------ Text passage ------

Mesh nets can be really good around city-scale (provided some planning and backbone and fu). Doing an actual mesh straight across the US, though, is very unrealistic (if only because your routing protocol will likely do a barf)

There /are/ wireless networks covering that kind of distances, but they are usually a bunch of repeaters between 2 locations of interest.

@Gargron
A pretty notorious example is high-frequency trading firms building microwave networks between stock exchanges... because light is about twice as fast in free space (and in the air) than in fiber, so it is basically a 50% latency gain (at the measly cost of a few bajillion dollars).

@kellerfuchs @Gargron Yeah this is what worries me about mesh networks as a solution to internet issues. What does my mom do? and everyone else who lives in sparsely populated rural areas without a concentration of technical experts or the time and money needed to maintain the equipment. If a solution only works for tech savvy urbanites it's not a solution.

I mean sure everyone build mesh networks, but do it while also fighting hard for government policies in everyone's interest.

------

- _Exercise instructions_:
1) Answer these questions about the mesh networking discussion:
(a) At what scale can mesh nets be really good?
(b) What do high-frequency trading firms build between stock exchanges?
(c) Whom does a solution fail to serve if it only works for tech-savvy urbanites?
2) In the mesh networking discussion, rewrite the part that opens with the words containing "There /are/ wireless" and closes with "few bajillion dollars).", putting "relay stations" in place of "repeaters".

------ Listed records ------

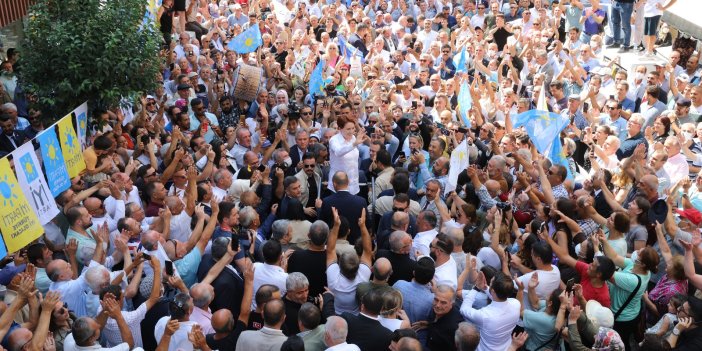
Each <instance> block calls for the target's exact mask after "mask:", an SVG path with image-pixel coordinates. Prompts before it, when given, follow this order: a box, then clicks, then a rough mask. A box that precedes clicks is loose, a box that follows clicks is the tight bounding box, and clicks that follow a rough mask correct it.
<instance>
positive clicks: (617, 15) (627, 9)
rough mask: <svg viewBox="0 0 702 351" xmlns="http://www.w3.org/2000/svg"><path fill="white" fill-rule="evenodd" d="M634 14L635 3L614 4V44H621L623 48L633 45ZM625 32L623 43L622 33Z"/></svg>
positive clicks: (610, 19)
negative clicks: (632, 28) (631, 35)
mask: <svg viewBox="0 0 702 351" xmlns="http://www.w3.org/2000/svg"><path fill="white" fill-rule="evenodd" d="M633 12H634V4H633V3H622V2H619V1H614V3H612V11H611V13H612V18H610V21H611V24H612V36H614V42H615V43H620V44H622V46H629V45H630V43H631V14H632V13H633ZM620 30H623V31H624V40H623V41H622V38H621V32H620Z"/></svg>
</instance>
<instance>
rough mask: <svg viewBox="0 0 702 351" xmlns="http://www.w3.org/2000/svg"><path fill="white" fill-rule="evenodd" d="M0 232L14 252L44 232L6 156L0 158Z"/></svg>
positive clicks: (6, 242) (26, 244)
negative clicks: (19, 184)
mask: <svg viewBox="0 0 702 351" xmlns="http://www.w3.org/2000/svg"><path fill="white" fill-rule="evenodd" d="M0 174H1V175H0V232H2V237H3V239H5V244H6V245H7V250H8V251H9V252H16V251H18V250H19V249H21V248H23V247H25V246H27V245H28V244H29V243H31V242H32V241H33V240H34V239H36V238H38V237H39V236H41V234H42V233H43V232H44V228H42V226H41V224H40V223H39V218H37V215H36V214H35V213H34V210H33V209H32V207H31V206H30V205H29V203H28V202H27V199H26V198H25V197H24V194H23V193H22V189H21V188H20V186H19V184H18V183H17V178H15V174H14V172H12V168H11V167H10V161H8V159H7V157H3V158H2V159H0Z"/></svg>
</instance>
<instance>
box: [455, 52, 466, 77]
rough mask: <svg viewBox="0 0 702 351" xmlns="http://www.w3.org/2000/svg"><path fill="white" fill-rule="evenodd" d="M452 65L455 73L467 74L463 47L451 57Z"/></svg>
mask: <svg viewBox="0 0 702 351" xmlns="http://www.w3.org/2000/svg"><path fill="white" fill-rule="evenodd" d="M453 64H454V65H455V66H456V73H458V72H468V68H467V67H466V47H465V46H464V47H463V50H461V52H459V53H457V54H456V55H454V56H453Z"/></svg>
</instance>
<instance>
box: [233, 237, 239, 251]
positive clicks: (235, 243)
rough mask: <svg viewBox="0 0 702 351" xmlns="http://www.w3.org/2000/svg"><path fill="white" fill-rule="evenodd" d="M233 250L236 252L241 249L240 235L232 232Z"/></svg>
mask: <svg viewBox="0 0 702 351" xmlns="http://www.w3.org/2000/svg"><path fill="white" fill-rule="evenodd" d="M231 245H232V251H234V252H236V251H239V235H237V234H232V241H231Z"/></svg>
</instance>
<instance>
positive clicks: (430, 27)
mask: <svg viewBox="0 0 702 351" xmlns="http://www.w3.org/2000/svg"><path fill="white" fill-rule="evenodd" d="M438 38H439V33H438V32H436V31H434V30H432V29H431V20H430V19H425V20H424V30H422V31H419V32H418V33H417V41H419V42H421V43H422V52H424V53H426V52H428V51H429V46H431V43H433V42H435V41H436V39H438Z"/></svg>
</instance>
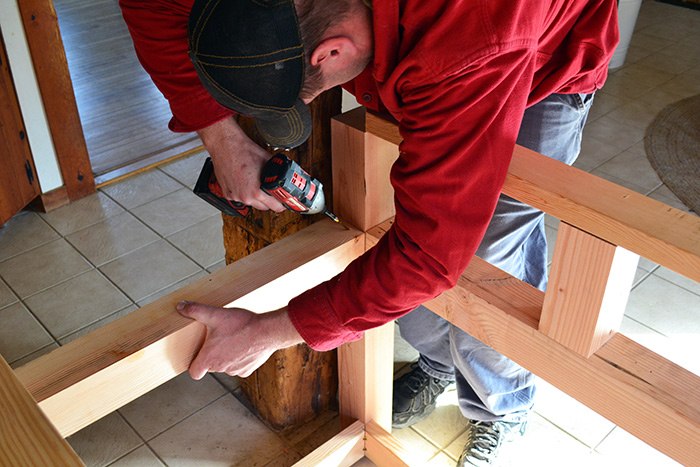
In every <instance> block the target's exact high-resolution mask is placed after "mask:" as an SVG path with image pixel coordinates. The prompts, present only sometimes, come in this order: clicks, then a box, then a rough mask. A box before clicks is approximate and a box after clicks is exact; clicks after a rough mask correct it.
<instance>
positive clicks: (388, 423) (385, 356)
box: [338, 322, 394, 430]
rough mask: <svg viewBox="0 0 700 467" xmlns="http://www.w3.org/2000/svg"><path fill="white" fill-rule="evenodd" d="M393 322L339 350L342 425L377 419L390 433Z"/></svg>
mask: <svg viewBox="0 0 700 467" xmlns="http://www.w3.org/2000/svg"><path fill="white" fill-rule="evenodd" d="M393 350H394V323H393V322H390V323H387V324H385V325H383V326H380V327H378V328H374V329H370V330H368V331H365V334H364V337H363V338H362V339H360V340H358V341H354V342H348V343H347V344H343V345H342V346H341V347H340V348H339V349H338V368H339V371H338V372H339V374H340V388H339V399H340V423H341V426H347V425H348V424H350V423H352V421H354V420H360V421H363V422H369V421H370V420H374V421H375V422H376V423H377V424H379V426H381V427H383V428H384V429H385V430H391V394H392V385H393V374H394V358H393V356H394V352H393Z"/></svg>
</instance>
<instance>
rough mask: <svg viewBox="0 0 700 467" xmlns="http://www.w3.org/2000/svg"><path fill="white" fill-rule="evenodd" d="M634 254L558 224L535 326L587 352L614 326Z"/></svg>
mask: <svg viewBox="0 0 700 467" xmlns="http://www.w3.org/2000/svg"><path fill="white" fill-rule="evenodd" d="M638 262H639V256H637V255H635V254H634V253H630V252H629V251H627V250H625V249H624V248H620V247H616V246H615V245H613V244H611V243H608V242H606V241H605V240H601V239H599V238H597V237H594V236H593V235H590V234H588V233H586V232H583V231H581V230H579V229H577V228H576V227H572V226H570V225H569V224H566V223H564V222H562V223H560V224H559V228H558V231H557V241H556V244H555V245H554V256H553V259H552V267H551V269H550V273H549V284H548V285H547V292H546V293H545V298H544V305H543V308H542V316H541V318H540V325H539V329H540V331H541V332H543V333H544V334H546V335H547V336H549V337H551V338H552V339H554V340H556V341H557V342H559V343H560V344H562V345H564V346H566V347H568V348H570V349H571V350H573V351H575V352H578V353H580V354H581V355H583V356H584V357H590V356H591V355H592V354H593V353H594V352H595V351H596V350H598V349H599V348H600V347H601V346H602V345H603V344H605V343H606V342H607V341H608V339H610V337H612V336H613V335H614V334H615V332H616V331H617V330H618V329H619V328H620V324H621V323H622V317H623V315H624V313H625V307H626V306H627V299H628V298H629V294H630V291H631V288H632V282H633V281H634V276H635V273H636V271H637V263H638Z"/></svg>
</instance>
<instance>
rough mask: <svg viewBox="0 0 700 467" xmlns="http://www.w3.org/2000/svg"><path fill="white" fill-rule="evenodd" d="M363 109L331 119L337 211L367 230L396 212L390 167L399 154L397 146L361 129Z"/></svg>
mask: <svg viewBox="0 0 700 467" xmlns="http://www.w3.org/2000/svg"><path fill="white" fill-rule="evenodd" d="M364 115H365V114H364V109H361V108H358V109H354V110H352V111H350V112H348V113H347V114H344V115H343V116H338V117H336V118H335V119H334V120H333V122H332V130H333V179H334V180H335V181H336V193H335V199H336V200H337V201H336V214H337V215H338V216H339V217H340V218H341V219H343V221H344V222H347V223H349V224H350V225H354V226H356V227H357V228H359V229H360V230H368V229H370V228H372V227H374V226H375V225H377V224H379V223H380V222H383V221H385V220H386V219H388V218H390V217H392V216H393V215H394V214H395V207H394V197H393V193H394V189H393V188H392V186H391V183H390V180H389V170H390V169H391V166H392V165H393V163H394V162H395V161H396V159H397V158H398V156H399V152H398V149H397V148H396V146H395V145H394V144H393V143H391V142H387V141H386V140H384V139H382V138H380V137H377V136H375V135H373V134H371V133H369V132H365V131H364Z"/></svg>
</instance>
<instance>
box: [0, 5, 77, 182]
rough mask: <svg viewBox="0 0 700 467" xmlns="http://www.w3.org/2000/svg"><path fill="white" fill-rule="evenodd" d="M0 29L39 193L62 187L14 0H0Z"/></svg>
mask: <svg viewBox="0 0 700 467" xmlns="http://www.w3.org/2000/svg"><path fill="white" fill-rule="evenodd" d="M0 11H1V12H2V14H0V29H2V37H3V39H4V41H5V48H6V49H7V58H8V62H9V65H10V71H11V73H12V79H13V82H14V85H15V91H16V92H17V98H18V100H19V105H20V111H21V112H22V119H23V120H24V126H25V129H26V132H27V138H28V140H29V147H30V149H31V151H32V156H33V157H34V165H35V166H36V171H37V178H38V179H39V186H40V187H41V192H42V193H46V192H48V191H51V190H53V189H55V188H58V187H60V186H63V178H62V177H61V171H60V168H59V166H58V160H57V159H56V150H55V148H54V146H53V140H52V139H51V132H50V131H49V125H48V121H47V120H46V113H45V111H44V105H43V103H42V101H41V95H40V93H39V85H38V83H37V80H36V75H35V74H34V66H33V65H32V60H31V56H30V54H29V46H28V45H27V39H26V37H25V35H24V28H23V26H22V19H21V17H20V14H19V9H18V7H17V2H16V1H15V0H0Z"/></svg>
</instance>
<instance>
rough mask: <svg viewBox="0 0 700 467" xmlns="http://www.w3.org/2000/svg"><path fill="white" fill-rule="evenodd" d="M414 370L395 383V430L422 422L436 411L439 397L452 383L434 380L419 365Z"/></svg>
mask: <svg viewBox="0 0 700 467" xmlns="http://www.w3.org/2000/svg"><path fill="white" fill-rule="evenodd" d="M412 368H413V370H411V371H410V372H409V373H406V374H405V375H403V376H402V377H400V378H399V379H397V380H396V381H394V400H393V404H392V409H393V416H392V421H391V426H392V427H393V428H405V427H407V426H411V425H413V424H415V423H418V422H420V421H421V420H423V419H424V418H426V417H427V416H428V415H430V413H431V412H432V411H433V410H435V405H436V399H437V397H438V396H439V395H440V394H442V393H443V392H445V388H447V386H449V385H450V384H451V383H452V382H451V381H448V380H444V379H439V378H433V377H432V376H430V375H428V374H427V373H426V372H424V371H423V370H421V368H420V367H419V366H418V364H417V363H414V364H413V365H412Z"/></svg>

------

- _Responses by task_:
1)
(a) City-scale, given some planning and a backbone.
(b) Microwave networks.
(c) People in sparsely populated rural areas who lack a concentration of technical experts or the time and money to maintain the equipment.

2)
There /are/ wireless networks covering that kind of distances, but they are usually a bunch of relay stations between 2 locations of interest.

@Gargron
A pretty notorious example is high-frequency trading firms building microwave networks between stock exchanges... because light is about twice as fast in free space (and in the air) than in fiber, so it is basically a 50% latency gain (at the measly cost of a few bajillion dollars).